--- Point localization data ---
────────

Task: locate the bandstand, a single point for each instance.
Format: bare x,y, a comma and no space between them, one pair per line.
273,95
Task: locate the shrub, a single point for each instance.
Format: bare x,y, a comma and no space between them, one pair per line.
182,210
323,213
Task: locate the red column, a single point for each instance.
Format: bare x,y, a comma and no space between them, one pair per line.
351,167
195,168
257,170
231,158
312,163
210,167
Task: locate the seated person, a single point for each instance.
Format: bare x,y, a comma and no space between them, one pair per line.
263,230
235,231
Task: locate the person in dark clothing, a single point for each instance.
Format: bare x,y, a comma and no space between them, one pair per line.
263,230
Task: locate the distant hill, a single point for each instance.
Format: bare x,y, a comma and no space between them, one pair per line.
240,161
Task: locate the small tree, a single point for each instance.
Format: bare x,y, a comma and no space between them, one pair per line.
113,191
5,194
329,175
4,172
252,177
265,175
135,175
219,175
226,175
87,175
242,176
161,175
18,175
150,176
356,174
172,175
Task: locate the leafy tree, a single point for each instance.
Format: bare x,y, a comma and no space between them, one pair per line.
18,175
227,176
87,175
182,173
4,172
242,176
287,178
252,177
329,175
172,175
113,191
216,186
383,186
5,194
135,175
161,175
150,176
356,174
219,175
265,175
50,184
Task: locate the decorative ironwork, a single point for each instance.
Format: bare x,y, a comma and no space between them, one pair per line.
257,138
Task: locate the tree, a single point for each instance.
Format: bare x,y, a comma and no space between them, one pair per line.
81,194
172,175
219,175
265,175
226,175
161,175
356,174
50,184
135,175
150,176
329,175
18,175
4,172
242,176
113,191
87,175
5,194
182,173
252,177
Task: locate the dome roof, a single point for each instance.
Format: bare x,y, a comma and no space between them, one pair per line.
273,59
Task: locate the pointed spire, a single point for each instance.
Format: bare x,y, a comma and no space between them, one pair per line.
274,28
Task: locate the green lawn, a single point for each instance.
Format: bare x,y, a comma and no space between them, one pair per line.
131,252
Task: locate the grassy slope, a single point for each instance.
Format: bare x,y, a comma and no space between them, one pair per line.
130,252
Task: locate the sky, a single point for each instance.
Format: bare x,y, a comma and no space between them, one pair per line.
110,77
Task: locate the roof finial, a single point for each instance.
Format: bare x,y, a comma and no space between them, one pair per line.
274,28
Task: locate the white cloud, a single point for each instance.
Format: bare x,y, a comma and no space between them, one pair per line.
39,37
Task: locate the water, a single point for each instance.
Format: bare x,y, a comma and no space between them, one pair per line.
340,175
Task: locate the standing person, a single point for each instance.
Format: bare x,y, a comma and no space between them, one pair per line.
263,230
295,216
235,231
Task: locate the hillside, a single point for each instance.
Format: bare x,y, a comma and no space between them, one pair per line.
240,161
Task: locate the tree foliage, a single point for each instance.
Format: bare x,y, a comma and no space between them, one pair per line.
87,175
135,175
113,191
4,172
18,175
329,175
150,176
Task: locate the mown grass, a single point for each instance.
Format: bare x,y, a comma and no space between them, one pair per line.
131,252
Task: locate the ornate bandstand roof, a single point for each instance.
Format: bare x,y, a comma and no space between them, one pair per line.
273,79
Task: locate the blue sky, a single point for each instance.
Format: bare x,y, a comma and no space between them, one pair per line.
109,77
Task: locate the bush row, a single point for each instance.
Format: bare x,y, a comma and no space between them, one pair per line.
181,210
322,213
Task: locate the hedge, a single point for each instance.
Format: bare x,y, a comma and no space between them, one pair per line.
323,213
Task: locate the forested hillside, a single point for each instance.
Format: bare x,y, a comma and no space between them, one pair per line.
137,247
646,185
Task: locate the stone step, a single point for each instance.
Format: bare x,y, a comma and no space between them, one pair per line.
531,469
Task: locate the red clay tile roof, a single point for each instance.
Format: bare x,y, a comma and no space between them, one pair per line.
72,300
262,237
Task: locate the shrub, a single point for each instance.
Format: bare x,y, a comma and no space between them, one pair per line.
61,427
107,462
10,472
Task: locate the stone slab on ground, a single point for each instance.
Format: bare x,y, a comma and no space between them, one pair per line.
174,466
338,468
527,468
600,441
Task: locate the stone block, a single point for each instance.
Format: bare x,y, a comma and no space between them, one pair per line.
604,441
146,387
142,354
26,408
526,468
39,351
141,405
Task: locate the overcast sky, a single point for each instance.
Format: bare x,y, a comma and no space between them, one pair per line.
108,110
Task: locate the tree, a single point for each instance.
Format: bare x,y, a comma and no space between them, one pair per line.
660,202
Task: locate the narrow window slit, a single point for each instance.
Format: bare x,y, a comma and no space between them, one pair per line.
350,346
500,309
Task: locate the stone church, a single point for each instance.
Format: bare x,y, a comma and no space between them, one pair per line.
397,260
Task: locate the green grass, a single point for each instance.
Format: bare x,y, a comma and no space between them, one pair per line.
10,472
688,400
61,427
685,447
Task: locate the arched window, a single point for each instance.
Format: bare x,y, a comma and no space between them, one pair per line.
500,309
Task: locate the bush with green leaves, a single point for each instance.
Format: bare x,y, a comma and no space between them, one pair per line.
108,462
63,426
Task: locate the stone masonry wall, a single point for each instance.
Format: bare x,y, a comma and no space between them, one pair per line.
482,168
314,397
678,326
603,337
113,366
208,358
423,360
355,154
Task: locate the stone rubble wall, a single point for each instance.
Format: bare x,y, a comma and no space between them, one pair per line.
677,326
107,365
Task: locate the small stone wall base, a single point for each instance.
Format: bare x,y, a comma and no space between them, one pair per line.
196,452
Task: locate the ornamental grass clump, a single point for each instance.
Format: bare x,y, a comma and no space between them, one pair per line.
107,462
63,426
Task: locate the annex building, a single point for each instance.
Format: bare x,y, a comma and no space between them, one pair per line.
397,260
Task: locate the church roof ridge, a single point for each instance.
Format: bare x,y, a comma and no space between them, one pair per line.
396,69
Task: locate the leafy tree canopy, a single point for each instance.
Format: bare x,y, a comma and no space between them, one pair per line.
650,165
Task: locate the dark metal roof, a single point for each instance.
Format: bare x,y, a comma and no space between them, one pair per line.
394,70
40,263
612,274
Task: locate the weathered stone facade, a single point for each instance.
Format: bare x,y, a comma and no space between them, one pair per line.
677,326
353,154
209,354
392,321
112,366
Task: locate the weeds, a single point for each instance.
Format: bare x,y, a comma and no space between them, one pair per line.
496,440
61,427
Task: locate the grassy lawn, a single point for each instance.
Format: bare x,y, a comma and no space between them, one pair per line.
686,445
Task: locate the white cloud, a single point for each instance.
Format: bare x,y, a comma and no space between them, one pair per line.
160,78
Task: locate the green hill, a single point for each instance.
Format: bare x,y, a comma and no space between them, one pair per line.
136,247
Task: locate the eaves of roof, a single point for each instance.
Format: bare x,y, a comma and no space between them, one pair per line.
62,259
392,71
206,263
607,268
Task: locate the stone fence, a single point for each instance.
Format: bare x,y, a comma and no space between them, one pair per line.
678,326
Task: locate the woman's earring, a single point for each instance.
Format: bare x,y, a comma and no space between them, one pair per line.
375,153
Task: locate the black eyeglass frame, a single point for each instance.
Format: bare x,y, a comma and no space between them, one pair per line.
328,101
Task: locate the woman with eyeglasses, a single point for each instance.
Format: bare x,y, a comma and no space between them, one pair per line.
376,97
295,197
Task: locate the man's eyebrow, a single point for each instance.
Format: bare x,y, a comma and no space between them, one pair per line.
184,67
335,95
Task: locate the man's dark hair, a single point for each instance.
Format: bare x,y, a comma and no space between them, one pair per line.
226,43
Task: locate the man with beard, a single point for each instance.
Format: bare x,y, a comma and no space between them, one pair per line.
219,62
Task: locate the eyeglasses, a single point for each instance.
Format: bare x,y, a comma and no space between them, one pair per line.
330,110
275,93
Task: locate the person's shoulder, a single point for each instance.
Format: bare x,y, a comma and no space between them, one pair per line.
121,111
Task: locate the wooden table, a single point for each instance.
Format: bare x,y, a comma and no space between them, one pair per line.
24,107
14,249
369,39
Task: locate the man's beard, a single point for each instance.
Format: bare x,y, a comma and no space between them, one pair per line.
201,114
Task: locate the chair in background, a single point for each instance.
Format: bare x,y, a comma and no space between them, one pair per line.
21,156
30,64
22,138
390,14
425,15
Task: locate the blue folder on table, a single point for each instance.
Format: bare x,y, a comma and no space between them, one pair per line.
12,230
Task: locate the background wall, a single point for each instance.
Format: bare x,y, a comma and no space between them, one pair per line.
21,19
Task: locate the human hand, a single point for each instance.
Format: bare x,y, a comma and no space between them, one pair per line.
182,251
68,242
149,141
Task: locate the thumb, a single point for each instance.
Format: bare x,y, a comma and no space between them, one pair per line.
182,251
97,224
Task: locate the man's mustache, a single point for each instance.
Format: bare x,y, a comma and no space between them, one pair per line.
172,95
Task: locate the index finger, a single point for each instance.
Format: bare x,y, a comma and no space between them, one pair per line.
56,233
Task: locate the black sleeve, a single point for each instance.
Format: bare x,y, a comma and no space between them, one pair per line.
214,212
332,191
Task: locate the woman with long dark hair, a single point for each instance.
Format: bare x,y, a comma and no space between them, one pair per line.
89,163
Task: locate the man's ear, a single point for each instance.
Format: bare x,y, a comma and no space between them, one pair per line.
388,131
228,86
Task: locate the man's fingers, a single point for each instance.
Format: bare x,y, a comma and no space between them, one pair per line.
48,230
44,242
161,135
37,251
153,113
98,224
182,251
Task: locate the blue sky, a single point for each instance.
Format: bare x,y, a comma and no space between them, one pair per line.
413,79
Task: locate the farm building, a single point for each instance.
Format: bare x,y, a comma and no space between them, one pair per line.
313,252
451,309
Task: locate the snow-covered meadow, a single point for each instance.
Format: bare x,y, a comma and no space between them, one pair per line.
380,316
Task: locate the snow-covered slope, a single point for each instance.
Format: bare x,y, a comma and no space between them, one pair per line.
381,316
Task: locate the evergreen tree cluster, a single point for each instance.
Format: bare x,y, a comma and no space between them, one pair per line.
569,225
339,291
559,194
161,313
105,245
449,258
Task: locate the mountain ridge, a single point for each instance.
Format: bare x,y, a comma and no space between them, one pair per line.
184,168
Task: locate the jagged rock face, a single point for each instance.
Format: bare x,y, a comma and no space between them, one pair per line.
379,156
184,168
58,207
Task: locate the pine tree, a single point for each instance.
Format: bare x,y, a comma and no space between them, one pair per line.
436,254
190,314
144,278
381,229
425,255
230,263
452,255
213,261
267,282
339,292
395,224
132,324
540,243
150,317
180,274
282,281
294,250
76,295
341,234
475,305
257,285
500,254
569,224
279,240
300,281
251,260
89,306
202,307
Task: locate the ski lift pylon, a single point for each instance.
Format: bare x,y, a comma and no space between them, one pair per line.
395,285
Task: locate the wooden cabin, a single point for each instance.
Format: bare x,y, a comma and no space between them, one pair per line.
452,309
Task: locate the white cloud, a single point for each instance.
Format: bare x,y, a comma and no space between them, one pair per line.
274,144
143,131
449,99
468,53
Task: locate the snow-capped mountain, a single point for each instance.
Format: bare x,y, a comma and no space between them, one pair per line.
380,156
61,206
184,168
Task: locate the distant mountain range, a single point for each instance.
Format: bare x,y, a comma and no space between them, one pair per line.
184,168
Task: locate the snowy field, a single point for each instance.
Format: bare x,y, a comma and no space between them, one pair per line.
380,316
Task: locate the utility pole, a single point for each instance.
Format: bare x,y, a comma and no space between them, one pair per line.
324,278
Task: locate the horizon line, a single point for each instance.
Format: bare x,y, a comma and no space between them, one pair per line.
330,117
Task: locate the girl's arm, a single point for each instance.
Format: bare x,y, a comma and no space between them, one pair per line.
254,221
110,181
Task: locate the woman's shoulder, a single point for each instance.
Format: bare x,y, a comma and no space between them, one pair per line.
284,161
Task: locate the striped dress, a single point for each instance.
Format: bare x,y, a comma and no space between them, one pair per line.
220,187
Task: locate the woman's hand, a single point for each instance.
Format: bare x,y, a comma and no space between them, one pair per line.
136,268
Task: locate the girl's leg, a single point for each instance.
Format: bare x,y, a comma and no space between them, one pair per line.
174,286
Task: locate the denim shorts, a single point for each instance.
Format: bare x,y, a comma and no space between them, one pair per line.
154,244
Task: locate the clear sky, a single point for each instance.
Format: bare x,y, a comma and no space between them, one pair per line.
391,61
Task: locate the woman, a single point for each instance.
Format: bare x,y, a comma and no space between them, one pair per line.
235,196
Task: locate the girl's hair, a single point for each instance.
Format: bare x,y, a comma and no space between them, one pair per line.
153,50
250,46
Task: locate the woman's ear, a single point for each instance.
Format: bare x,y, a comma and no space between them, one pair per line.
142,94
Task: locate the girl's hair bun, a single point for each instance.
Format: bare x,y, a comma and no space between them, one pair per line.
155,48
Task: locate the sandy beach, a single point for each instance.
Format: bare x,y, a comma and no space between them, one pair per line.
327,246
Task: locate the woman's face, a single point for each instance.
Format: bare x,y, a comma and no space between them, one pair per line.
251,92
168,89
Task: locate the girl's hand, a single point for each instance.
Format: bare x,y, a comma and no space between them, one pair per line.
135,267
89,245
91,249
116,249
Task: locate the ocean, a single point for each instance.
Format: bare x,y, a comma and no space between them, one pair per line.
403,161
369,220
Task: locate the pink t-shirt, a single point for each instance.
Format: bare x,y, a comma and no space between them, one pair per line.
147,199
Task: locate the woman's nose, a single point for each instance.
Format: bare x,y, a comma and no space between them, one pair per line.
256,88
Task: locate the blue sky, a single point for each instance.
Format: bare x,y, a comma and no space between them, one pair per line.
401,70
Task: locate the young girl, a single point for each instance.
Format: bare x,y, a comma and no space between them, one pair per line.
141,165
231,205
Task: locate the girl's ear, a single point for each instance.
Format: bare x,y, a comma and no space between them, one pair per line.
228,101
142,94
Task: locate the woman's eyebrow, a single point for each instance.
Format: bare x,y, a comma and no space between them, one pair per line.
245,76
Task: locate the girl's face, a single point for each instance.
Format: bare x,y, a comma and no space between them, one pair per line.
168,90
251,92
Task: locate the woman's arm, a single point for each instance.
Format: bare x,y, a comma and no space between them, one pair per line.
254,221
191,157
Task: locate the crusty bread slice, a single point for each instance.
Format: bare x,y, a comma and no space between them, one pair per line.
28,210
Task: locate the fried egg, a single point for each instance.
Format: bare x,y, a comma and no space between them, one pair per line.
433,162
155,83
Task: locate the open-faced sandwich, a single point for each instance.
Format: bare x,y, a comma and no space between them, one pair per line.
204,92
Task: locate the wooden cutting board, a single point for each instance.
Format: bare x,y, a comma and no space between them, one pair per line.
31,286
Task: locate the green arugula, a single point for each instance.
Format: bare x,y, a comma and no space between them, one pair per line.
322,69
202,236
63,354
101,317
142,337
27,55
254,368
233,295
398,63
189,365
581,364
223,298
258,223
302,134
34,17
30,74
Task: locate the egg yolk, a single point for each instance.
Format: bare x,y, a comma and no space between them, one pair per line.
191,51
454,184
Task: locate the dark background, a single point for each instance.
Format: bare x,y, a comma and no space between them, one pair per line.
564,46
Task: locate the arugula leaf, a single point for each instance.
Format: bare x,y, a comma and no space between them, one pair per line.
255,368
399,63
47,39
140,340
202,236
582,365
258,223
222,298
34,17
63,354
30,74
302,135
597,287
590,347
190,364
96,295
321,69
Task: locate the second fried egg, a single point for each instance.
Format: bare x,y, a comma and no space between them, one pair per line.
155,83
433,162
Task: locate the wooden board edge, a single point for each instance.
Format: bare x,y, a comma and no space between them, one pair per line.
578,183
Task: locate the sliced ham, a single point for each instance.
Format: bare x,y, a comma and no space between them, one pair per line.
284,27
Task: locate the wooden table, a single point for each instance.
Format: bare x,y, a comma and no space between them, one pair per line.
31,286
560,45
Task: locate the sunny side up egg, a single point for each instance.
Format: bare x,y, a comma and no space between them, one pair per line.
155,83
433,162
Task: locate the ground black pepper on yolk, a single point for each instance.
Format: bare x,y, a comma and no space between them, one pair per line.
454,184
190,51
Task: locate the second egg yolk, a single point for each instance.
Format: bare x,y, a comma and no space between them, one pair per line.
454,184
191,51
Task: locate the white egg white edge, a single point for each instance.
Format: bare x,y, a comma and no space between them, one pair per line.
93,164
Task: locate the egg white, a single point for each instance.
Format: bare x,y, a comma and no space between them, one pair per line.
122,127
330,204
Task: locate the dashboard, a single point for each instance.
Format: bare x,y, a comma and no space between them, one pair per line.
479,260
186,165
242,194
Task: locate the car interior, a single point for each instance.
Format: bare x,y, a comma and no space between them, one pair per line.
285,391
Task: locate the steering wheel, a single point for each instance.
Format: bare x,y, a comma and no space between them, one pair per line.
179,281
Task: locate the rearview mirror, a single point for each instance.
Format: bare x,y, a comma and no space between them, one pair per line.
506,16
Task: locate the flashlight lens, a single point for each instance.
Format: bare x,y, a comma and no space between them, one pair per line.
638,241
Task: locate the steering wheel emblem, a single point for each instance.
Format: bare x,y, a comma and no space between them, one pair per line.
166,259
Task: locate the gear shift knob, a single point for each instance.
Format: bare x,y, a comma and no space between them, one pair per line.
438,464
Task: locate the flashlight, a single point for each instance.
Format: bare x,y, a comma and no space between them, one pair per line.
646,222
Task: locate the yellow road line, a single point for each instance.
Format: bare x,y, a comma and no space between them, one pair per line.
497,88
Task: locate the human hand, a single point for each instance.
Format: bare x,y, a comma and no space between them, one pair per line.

────────

--- TO DO ---
Repeat, word for word, the lines from the start of the records to the line that contains "Task: locate the red column, a", both of them included, and no others.

--- THE COMPLETED TASK ---
Task: locate the bandstand, a single point for each instance.
Format: bare x,y, a comma and no space between them, one pair per line.
273,95
Task: locate the shrub, a single point for each instance.
Format: bare x,y, a comma and no space between them, one pair per line.
182,210
323,213
Task: locate the red column, a single point for each instance.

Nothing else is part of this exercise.